Copy the lines below, beginning with the first one and ending with the line that contains "311 869 L 240", and include that line.

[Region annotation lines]
- - -

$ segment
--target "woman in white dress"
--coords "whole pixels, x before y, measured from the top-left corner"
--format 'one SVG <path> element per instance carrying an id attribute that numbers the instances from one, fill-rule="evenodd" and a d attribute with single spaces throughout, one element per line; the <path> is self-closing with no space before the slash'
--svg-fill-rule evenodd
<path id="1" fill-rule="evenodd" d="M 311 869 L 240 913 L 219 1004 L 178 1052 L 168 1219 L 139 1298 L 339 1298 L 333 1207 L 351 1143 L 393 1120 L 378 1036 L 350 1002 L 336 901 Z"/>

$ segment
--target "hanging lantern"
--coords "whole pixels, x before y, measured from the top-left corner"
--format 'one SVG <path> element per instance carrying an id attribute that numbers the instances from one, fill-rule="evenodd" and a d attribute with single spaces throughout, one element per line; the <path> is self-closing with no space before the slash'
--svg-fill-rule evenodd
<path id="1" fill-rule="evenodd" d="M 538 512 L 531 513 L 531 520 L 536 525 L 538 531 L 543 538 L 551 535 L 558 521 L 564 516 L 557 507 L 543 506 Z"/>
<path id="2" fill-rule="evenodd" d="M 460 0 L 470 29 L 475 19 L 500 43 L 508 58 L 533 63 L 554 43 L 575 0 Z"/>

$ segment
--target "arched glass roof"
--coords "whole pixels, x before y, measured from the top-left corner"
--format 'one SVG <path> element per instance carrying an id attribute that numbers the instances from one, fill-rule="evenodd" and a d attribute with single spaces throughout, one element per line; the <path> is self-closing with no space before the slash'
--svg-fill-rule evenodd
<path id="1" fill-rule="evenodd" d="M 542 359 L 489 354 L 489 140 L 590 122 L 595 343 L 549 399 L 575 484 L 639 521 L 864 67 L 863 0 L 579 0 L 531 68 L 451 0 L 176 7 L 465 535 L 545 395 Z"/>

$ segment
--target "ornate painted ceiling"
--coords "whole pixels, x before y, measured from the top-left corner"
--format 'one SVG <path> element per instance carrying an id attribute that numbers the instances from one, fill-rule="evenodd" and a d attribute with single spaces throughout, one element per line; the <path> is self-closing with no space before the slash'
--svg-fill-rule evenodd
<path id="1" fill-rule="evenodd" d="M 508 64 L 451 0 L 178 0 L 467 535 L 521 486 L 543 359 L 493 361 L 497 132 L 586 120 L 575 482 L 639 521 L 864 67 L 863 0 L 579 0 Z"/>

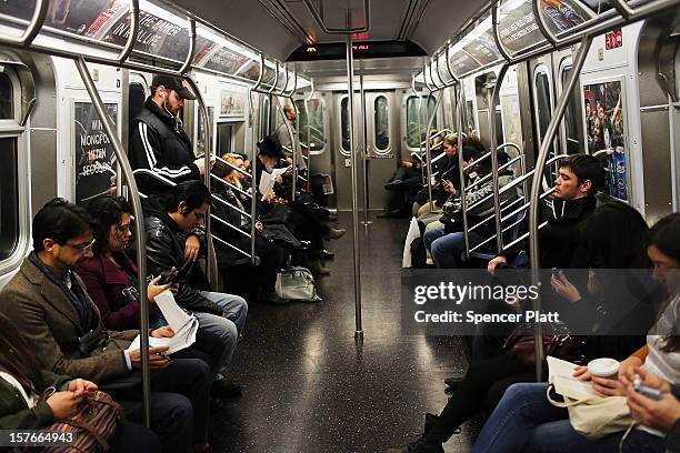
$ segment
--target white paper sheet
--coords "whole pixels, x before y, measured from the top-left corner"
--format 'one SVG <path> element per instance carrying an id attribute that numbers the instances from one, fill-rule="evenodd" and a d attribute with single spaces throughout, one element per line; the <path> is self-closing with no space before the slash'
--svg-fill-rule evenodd
<path id="1" fill-rule="evenodd" d="M 156 339 L 149 336 L 149 346 L 168 346 L 168 354 L 181 351 L 196 343 L 196 333 L 199 322 L 196 316 L 190 316 L 174 301 L 174 295 L 168 290 L 154 298 L 158 308 L 168 321 L 168 325 L 174 331 L 174 336 Z M 140 349 L 140 338 L 137 335 L 128 348 L 128 351 Z"/>
<path id="2" fill-rule="evenodd" d="M 576 379 L 572 374 L 576 363 L 567 362 L 566 360 L 548 356 L 548 382 L 554 385 L 554 391 L 563 396 L 569 396 L 574 400 L 588 400 L 592 397 L 601 397 L 592 390 L 590 382 L 583 382 Z"/>

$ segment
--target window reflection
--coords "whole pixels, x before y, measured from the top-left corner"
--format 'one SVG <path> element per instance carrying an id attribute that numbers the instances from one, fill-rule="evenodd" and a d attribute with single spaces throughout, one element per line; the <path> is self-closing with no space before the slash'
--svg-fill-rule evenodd
<path id="1" fill-rule="evenodd" d="M 379 95 L 373 102 L 373 123 L 376 125 L 376 149 L 387 151 L 390 148 L 390 118 L 388 99 Z"/>

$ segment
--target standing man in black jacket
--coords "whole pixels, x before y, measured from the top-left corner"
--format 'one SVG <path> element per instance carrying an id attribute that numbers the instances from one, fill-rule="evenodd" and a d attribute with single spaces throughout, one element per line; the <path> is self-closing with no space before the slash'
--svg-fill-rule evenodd
<path id="1" fill-rule="evenodd" d="M 149 169 L 174 183 L 198 180 L 206 174 L 204 160 L 196 158 L 179 118 L 184 100 L 194 99 L 181 78 L 153 77 L 151 95 L 130 130 L 130 162 L 134 170 Z M 146 194 L 167 190 L 150 178 L 140 178 L 138 183 Z"/>

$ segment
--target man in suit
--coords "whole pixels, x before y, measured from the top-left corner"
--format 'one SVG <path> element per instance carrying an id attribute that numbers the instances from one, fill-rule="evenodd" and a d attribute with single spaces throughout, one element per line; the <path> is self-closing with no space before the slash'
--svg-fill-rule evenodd
<path id="1" fill-rule="evenodd" d="M 36 214 L 32 236 L 33 252 L 0 293 L 0 313 L 32 346 L 42 369 L 97 382 L 120 401 L 130 419 L 140 419 L 137 370 L 141 356 L 139 350 L 128 350 L 139 331 L 107 331 L 97 305 L 72 271 L 92 256 L 89 215 L 81 207 L 54 199 Z M 172 334 L 168 328 L 151 332 L 157 338 Z M 154 371 L 151 427 L 161 437 L 163 451 L 187 452 L 192 445 L 206 444 L 210 368 L 199 359 L 171 364 L 166 351 L 149 350 Z"/>

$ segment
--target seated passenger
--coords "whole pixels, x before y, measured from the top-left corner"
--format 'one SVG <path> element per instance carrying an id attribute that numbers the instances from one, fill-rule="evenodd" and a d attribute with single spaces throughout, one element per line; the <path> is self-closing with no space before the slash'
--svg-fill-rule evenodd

- - -

CORRECT RESPONSE =
$ segment
--target "woman in white dress"
--coords "whole pixels, x before y, measured from the top-left corner"
--format 'one SVG <path> element per instance carrying an id attribute that numbers the instances from one, fill-rule="evenodd" and a d attribute with single spaces throughout, one element per line; the <path> is self-closing with no space before the slash'
--svg-fill-rule evenodd
<path id="1" fill-rule="evenodd" d="M 311 869 L 240 913 L 219 1004 L 178 1052 L 168 1219 L 139 1298 L 339 1298 L 333 1207 L 351 1143 L 393 1120 L 378 1036 L 350 1002 L 336 901 Z"/>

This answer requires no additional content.